══ Fragmento seleccionado

La pederastia en la Iglesia católica, un problema de
poder.
22 de mayo de 2024 21:28hActualizado
el 23/05/2024 08:57h
El negacionismo, el silencio y el ocultamiento de
los crímenes de pederastia producidos en el seno de la Iglesia católica
española durante décadas, así como el encubrimiento y la falta de denuncia ante
los tribunales de justicia, después, son la mejor demostración del
desprecio a las víctimas y de la falta de compasión con ellas por
parte de la jerarquía católica española, que se convierte así en responsable y
cómplice de dichos crímenes.
No vale decir que se trata de casos aislados y
marginales, ni, como excusa, que la mayoría del clero católico y de los
formadores de seminarios y noviciados de congregaciones religiosas han
demostrado una conducta ejemplar. No, no son casos aislados y marginales. Todo
lo contrario: los pederastas dentro de la Iglesia católica se ubican en
el ámbito de lo sagrado, que es considerado espacio protegido, y, desde la
institución eclesiástica, es excluido del ámbito cívico y se pretende blindar
frente a cualquier acción judicial. Así se ha venido procediendo desde tiempos
inmemoriales.

════

● Enunciado
Reproduce sin cambios el pasaje del texto sobre la pederastia en la Iglesia católica que va desde "No vale decir" hasta "inmemoriales.". El material no guarda ninguna relación con el texto sobre la pederastia en la Iglesia católica.

══ Datos registrados

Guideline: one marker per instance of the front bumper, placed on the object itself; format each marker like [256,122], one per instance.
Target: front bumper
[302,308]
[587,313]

════

● Respuesta esperada
No vale decir que se trata de casos aislados y
marginales, ni, como excusa, que la mayoría del clero católico y de los
formadores de seminarios y noviciados de congregaciones religiosas han
demostrado una conducta ejemplar. No, no son casos aislados y marginales. Todo
lo contrario: los pederastas dentro de la Iglesia católica se ubican en
el ámbito de lo sagrado, que es considerado espacio protegido, y, desde la
institución eclesiástica, es excluido del ámbito cívico y se pretende blindar
frente a cualquier acción judicial. Así se ha venido procediendo desde tiempos
inmemoriales.